**What the task requires**
Output all entries verbatim.

**Source material**
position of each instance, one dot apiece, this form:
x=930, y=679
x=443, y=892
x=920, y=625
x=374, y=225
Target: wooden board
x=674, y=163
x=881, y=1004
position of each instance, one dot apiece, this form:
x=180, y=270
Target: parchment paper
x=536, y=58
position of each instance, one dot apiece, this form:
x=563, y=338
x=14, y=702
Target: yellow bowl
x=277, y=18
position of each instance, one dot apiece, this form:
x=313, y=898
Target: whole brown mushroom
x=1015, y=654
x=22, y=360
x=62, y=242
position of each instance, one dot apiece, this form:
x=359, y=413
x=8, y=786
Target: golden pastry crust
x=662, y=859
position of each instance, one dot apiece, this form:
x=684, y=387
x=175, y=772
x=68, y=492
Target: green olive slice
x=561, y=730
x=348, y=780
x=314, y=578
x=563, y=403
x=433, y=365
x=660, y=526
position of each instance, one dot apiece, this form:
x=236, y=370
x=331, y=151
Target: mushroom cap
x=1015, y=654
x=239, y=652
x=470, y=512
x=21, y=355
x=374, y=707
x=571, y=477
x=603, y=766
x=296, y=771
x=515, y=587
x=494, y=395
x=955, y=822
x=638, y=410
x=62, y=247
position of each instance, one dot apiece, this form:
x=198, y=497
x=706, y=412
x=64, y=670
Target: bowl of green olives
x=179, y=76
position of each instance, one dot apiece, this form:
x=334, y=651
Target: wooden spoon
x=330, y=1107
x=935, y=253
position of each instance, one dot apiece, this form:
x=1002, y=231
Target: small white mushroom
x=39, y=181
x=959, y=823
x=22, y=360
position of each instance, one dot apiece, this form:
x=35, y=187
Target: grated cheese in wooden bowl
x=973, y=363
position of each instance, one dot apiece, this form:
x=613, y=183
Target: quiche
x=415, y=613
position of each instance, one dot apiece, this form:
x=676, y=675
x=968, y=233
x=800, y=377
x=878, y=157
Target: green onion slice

**Solution for this problem**
position of each instance, one dot apiece, this form:
x=930, y=679
x=443, y=892
x=920, y=625
x=374, y=225
Target: wooden board
x=674, y=163
x=881, y=1004
position of each instance, one dot apiece, this form:
x=180, y=270
Target: parchment paper
x=536, y=58
position of each instance, one dot apiece, this form:
x=563, y=338
x=14, y=702
Target: yellow bowl
x=277, y=18
position of each instance, one dot apiece, this form:
x=313, y=898
Target: whole brown mushroom
x=1015, y=654
x=22, y=360
x=62, y=242
position of each instance, one dot apiece, this form:
x=359, y=413
x=8, y=786
Target: golden pastry crust
x=662, y=859
position of each instance, one dot apiece, this form:
x=684, y=387
x=175, y=772
x=68, y=492
Target: green olive slice
x=561, y=730
x=348, y=780
x=314, y=578
x=563, y=403
x=433, y=365
x=660, y=526
position of each instance, one dot apiece, this form:
x=236, y=370
x=331, y=151
Target: mushroom cap
x=1015, y=654
x=239, y=652
x=470, y=512
x=21, y=355
x=374, y=707
x=571, y=477
x=603, y=766
x=296, y=771
x=515, y=587
x=494, y=395
x=955, y=822
x=638, y=410
x=62, y=247
position of each instance, one dot apiece, this form:
x=198, y=497
x=706, y=412
x=64, y=670
Target: bowl of green olives
x=179, y=76
position of each instance, one dot apiece, this form:
x=334, y=651
Target: wooden spoon
x=330, y=1107
x=935, y=253
position of each instance, one dot apiece, this form:
x=1002, y=231
Target: small white mushroom
x=39, y=181
x=959, y=823
x=22, y=360
position of each instance, one dot apiece, this form:
x=35, y=187
Target: grated cheese in wooden bowl
x=973, y=363
position of each instance, one dot apiece, this form:
x=613, y=183
Target: quiche
x=415, y=613
position of each instance, one dot apiece, this form:
x=676, y=675
x=968, y=233
x=800, y=377
x=878, y=157
Target: green onion slice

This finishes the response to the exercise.